What the exercise asks -
From the line that contains "holding the cup in" to the last line of the entries, set down each line exactly as written, both ends included, with nothing else.

Recorded information -
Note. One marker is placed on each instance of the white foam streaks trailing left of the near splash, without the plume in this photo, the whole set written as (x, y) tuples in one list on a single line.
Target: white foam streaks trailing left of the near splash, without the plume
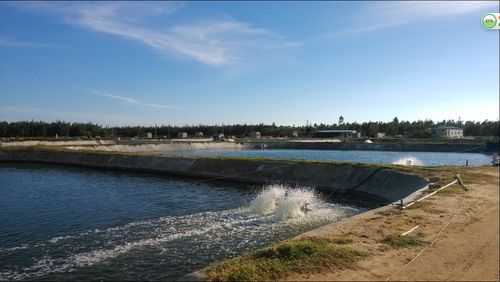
[(162, 232)]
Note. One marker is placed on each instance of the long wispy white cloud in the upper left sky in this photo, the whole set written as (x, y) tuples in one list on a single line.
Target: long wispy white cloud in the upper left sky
[(218, 42)]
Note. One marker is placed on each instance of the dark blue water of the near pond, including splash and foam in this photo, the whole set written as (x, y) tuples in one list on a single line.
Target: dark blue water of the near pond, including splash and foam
[(78, 224)]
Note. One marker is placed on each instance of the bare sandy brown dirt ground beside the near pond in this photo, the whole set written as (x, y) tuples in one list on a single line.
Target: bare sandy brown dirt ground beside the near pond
[(460, 229)]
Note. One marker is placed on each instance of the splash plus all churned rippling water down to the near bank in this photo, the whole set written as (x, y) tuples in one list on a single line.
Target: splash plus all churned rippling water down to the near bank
[(276, 213)]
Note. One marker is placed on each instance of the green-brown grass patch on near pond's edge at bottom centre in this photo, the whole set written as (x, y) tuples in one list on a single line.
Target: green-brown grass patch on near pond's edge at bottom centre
[(296, 256)]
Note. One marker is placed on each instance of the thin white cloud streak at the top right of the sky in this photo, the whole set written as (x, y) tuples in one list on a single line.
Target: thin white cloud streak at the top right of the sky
[(382, 15)]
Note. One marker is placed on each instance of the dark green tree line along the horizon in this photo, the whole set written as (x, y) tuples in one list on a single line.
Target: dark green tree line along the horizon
[(413, 129)]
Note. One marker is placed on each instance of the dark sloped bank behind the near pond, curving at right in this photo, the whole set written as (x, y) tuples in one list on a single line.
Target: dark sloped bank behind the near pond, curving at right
[(379, 184)]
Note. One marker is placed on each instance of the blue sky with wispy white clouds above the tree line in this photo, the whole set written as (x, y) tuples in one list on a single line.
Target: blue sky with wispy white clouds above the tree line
[(180, 63)]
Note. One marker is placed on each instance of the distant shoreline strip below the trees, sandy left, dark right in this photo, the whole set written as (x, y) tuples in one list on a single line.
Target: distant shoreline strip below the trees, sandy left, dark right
[(458, 146)]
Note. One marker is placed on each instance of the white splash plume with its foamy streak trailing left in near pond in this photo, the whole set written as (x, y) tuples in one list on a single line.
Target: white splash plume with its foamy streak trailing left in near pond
[(276, 207)]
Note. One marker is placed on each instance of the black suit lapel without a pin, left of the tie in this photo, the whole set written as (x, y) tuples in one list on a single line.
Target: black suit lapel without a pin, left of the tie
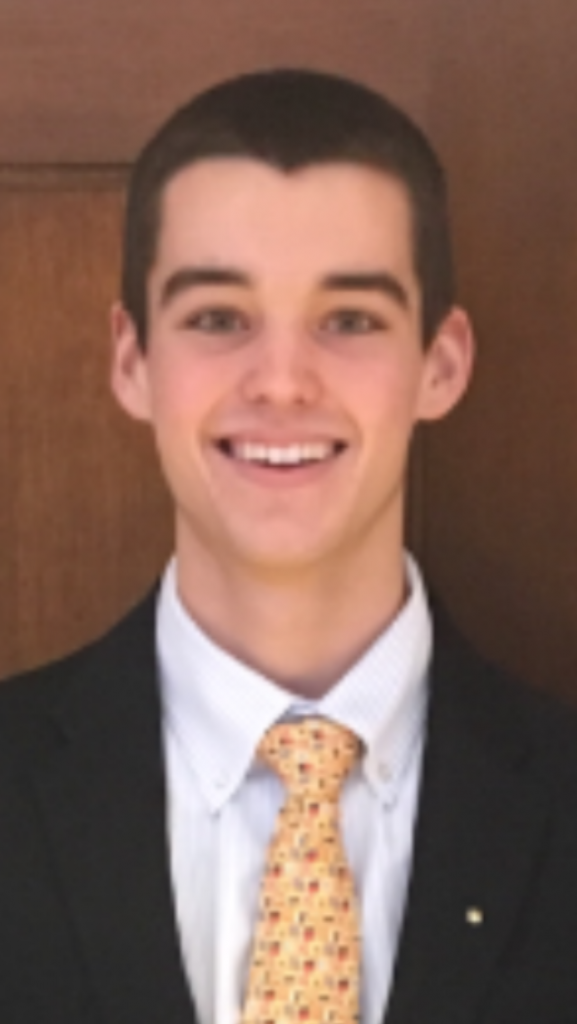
[(102, 797)]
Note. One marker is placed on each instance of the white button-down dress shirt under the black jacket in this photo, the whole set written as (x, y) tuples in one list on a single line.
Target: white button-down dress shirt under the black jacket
[(223, 804)]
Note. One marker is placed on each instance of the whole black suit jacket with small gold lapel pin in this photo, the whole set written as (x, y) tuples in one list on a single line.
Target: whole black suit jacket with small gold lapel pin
[(88, 932)]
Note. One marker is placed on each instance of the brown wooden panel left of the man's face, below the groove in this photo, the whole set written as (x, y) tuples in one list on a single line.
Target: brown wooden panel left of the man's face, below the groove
[(79, 486)]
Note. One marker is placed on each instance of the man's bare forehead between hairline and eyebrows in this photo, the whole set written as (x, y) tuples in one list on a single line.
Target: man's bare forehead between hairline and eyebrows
[(308, 223)]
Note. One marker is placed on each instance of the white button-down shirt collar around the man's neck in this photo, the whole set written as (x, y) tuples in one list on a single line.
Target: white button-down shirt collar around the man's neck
[(217, 709)]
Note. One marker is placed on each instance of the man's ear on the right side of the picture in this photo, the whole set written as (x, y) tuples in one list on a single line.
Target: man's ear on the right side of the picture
[(448, 366)]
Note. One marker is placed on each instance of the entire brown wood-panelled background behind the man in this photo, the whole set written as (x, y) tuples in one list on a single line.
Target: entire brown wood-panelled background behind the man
[(85, 524)]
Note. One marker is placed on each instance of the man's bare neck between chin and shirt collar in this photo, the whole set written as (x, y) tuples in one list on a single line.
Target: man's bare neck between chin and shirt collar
[(304, 633)]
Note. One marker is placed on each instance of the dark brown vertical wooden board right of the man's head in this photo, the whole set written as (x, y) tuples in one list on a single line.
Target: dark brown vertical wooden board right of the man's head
[(502, 478)]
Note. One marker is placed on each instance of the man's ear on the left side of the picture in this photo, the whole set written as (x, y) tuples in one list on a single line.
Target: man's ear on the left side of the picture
[(130, 378)]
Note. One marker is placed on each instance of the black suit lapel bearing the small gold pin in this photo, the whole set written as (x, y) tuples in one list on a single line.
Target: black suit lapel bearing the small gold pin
[(481, 830)]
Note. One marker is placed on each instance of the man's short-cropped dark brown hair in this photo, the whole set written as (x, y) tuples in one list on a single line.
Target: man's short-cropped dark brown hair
[(293, 119)]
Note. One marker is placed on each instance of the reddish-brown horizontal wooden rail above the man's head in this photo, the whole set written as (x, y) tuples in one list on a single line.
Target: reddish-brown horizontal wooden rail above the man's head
[(100, 77)]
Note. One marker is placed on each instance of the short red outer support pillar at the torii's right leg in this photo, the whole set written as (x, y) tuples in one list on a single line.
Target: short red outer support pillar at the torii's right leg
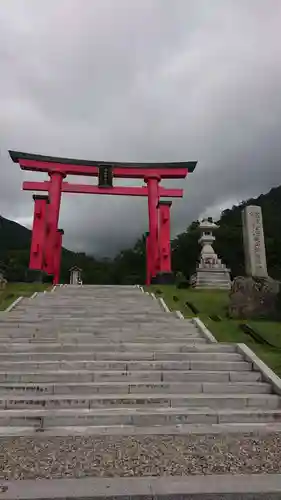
[(165, 274)]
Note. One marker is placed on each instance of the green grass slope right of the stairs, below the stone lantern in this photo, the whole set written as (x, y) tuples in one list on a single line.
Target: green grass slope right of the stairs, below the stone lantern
[(214, 303)]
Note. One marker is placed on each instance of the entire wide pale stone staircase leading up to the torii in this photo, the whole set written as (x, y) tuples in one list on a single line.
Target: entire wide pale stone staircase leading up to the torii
[(110, 357)]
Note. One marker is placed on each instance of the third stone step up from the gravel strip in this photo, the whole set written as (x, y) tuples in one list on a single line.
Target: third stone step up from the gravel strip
[(139, 400)]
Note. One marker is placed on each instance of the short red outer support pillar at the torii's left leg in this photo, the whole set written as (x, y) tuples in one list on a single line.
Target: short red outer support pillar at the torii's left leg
[(38, 239)]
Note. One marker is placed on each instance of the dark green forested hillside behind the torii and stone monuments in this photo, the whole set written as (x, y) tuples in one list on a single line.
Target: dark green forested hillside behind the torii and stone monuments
[(128, 267)]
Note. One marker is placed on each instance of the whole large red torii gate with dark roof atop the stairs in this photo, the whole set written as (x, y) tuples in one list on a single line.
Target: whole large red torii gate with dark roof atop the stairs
[(46, 210)]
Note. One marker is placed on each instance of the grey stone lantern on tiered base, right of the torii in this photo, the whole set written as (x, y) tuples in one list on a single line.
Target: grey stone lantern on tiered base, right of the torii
[(210, 271)]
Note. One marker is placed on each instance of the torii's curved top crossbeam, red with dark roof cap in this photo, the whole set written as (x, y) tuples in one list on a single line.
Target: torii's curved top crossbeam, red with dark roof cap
[(41, 163)]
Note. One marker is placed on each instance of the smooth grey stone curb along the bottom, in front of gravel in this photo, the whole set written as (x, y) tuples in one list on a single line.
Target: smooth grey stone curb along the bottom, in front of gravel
[(232, 487)]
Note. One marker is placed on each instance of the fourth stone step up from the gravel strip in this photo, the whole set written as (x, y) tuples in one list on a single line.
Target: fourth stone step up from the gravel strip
[(127, 387)]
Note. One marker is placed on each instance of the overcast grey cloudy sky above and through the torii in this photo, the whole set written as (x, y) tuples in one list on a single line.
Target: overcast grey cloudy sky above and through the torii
[(141, 80)]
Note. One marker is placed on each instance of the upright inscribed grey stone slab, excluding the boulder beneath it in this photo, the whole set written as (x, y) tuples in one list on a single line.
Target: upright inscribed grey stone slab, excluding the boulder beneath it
[(254, 246)]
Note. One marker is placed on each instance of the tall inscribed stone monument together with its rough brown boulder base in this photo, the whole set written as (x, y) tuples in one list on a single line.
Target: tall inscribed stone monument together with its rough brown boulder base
[(254, 295)]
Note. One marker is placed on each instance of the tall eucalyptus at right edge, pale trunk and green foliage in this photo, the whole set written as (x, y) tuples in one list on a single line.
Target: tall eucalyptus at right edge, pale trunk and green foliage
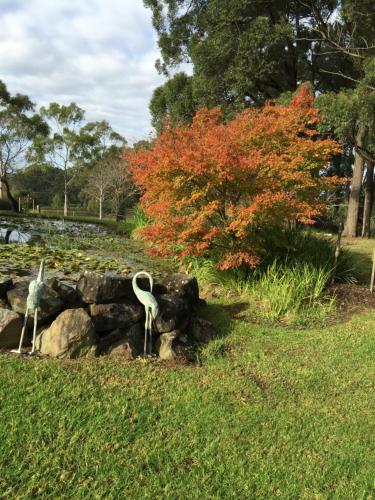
[(351, 36)]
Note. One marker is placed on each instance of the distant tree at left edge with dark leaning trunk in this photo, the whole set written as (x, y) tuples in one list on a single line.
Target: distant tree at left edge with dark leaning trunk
[(19, 127)]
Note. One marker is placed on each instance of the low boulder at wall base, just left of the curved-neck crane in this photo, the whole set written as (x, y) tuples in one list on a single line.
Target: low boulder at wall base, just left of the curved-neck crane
[(129, 345)]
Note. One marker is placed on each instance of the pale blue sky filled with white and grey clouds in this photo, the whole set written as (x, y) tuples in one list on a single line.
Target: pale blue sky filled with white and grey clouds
[(98, 53)]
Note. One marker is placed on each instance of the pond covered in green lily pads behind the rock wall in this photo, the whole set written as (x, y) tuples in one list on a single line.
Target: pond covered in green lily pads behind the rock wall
[(69, 248)]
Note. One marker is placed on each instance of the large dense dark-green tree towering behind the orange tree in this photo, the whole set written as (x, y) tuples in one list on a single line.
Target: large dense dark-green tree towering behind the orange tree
[(242, 52)]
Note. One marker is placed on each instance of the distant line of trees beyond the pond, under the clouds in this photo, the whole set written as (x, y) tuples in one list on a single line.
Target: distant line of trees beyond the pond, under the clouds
[(54, 158)]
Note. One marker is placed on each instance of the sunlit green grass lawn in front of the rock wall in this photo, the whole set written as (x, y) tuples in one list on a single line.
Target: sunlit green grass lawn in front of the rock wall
[(268, 412)]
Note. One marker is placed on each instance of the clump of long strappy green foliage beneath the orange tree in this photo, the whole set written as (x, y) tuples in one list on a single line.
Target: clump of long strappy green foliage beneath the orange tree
[(291, 284)]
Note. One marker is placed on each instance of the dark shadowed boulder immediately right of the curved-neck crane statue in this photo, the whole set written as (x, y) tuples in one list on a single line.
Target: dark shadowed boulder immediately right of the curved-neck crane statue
[(174, 313)]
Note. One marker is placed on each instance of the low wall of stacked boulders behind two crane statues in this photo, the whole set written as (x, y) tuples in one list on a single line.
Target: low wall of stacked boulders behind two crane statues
[(102, 316)]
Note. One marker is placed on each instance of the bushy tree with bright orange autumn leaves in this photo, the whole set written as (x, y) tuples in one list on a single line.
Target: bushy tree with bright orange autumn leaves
[(217, 189)]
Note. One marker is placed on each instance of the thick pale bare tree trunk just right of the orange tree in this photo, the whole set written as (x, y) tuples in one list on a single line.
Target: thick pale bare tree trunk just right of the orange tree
[(350, 228)]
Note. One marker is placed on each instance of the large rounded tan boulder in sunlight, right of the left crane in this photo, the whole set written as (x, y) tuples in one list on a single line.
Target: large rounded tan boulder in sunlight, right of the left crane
[(71, 335)]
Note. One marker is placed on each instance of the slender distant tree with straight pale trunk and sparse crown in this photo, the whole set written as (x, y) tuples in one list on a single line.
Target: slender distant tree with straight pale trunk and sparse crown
[(63, 146)]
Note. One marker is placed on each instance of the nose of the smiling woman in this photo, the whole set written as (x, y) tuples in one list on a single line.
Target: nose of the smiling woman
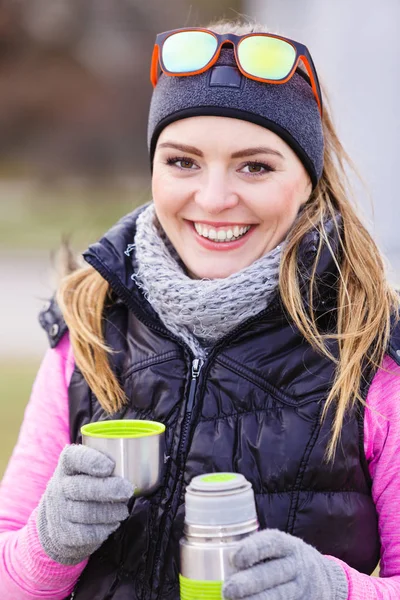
[(215, 195)]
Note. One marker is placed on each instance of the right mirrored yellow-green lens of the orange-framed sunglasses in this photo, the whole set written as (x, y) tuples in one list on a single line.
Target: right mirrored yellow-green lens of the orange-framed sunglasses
[(265, 57)]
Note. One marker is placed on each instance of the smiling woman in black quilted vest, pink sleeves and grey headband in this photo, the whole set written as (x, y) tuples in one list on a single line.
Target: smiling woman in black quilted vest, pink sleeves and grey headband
[(246, 308)]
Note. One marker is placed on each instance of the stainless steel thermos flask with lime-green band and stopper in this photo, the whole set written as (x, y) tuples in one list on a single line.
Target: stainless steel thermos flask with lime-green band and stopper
[(219, 512)]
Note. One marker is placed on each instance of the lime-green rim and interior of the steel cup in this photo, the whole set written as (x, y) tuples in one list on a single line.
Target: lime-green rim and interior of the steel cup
[(114, 429)]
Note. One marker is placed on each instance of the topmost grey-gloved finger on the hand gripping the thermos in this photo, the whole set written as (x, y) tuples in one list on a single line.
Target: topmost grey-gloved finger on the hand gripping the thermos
[(262, 545)]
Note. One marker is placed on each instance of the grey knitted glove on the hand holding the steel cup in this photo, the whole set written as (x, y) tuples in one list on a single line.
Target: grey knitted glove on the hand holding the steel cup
[(82, 505)]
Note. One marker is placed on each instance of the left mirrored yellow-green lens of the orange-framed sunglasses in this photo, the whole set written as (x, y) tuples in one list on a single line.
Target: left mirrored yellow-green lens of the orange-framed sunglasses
[(188, 51)]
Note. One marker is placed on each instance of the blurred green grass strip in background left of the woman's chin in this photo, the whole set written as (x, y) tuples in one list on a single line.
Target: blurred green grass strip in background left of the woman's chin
[(35, 217)]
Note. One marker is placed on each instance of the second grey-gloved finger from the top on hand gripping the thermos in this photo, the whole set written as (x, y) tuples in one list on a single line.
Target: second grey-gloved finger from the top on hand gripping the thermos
[(264, 576)]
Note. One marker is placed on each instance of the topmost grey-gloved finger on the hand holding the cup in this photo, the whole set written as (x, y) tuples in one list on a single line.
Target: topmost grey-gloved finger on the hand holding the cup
[(82, 459)]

Task solution -
Note. One marker is placed on each instance of the topmost grey-gloved finger on the hand holding the cup in this photo, the whole set written as (x, y) tuples in one list on a single line.
Target: topmost grey-gloved finger on the hand holding the cup
[(82, 459)]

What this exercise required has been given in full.